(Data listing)
+++

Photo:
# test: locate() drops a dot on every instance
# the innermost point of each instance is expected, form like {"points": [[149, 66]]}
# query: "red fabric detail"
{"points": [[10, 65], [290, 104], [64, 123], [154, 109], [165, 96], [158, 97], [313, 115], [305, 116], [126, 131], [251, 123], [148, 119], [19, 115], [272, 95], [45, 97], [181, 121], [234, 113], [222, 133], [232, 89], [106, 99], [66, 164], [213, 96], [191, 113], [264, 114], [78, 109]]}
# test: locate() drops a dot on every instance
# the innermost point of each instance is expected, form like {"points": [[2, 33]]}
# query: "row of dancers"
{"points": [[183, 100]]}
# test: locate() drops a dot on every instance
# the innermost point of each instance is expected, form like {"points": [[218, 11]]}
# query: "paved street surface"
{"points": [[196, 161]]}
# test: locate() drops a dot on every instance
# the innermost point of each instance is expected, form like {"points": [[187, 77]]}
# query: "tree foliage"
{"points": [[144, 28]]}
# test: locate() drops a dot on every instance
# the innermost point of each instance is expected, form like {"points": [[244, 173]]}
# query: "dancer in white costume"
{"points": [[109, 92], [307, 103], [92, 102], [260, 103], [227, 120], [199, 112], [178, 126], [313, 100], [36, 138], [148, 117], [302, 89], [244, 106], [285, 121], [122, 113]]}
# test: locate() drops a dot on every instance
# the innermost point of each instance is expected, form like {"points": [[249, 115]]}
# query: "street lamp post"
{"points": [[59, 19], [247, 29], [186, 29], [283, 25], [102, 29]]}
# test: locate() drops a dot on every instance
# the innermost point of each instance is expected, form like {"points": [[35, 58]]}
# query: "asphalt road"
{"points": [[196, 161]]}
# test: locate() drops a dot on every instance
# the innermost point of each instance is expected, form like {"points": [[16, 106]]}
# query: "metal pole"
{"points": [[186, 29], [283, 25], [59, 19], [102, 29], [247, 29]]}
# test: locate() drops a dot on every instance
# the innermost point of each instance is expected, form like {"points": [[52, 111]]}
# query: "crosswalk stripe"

+++

* _What you will do_
Reproduce the material in full, with no word added or dropped.

* _Answer for the task_
Photo:
# test: locate() drops a dot on every instance
# the innermost point of each instance is expected, form like {"points": [[149, 66]]}
# query: "red fabric detail"
{"points": [[10, 65], [290, 104], [64, 123], [154, 109], [165, 96], [158, 97], [313, 115], [305, 116], [126, 131], [251, 123], [148, 119], [19, 115], [272, 95], [45, 97], [181, 121], [234, 113], [222, 133], [232, 89], [106, 99], [66, 164], [213, 96], [191, 113], [264, 114], [78, 109]]}
# test: locate() drops a dot on every instance
# the innermost point of each instance is expected, form like {"points": [[2, 33]]}
# query: "row of dancers"
{"points": [[183, 100]]}
# test: locate() drops a dot on every instance
# the innermost point of each instance is expected, form like {"points": [[218, 11]]}
# query: "paved street surface"
{"points": [[196, 161]]}
# test: locate() drops a dot on every instance
# the innermost point of each instance is expected, form like {"points": [[187, 77]]}
# query: "tree foliage"
{"points": [[144, 28]]}
# test: locate() drops a dot on every instance
# the innermost point of each instance is expected, form like {"points": [[244, 173]]}
# query: "dancer in white costume"
{"points": [[109, 92], [307, 103], [92, 102], [260, 103], [227, 120], [199, 112], [178, 126], [313, 100], [36, 138], [148, 117], [302, 89], [244, 106], [285, 121], [122, 113]]}
# test: locate() drops a dot on every instance
# the innermost point of each instance is expected, form like {"points": [[249, 115]]}
# query: "street lamp post"
{"points": [[59, 19], [247, 29], [186, 29], [283, 25], [102, 29]]}
# test: locate() drops a dot on every instance
# the innermost point of each instance is expected, form like {"points": [[35, 58]]}
# query: "asphalt road"
{"points": [[196, 161]]}
# test: locate() drops a dot on every instance
# the innermost point of each instance is expected, form like {"points": [[16, 106]]}
# query: "metal pole"
{"points": [[186, 29], [283, 25], [59, 19], [102, 29], [247, 29]]}
# test: locate() drops a dot on every instance
# the innermost point of each instance is expected, form like {"points": [[52, 111]]}
# query: "crosswalk stripe"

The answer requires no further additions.